■ Brano ■
"""

È un tipo specifico di disagio psicofisico connesso al lavoro che interessa, in varia misura, diversi operatori e professionisti che sono impegnati quotidianamente e ripetutamente in attività che implicano le relazioni interpersonali. È caratterizzata da una serie di fenomeni di affaticamento, delusione, logoramento e improduttività che sfociano in prostrazione e disinteresse per la propria attività professionale quotidiana. Dal maggio 2019, il burnout è riconosciuto come "sindrome" e, come tale, è elencato nell'11esima revisione dell'International Classification of Disease (ICD), il testo di riferimento globale per tutte le patologie e le condizioni di salute. L'Organizzazione Mondiale della Sanità definisce il burnout come un "fenomeno occupazionale" derivante da uno stress cronico mal gestito, ma specifica che non si tratta di una malattia o di una condizione medica.
Quasi il 49% degli infermieri e dei professionisti sanitari dei Servizi psichiatrici di diagnosi e cura (Spdc) ha subito almeno una forma di violenza negli ultimi due anni. Il 20% delle aggressioni è commesso da "pazienti difficili", con patologie psichiatriche unite ad abuso di sostanze o precedenti penali. Tuttavia, il 69% degli operatori non denuncia le aggressioni subite per paura di ritorsioni o sfiducia nel sistema, una reticenza soprattutto femminile. È il quadro delineato dal Sindacato nazionale infermieri Nursing Up, che porta alla luce l'escalation di aggressioni a professionisti nei reparti psichiatrici definendo il 2024 come "annus horribilis". Il sindacato evidenzia i casi più eclatanti. La vandalizzazione del reparto a Baggiovara, il tentativo di strangolamento di un'infermiera da una paziente a Grosseto, la puntura con una siringa di un infermiere durante una colluttazione (sempre con un paziente) a Pordenone, gli schiaffi e i pugni contro una dottoressa all'ospedale Santa Chiara di Pisa, l'aggressione di tre operatori a Desio, il sequestro di una psichiatra e un'infermiera per 45 minuti da parte di un uomo armato di coltello a Firenze, l'accoltellamento di un medico a Bolzano, l'aggressione di un infermiere e agenti penitenziari nel carcere Pasquale di Lorenzo ad Agrigento. Il sindacato ribadisce la necessità di maggiore sicurezza nei reparti e nei pronto soccorso, con protocolli chiari e vincolanti e maggiore presenza di agenti con allargamento delle fasce di intervento. Ma anche supporto psicologico agli operatori sanitari e ampliamento degli spazi dedicati ai pazienti difficili, per evitare sovraffollamento nei reparti e nei Ps.

"""

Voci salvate
"""

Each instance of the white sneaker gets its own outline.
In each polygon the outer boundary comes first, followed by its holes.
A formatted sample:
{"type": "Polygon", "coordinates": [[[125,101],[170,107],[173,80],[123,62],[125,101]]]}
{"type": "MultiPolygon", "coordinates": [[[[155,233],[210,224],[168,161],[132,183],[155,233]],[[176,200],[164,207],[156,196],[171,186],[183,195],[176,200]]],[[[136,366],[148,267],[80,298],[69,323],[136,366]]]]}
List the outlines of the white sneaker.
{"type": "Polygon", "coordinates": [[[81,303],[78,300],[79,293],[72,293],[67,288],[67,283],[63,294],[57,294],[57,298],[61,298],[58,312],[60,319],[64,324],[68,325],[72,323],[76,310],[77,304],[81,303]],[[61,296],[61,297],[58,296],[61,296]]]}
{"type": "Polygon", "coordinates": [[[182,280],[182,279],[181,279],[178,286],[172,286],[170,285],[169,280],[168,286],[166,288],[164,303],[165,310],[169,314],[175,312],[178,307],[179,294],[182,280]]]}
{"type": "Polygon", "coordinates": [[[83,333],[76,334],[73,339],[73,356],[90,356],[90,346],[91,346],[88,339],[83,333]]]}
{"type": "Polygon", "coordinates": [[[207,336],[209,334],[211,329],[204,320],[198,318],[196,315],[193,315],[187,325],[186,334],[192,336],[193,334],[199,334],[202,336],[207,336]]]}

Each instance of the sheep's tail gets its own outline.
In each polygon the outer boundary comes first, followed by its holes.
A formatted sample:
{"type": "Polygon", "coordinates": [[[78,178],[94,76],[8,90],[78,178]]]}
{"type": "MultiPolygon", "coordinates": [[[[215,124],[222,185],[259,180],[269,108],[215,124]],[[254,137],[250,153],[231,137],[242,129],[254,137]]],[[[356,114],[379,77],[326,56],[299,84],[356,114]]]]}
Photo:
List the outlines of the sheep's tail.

"""

■ Cosa fare ■
Secondo il brano, quale percentuale degli operatori non denuncia le aggressioni subite?

■ Area risposta ■
Il 69% degli operatori.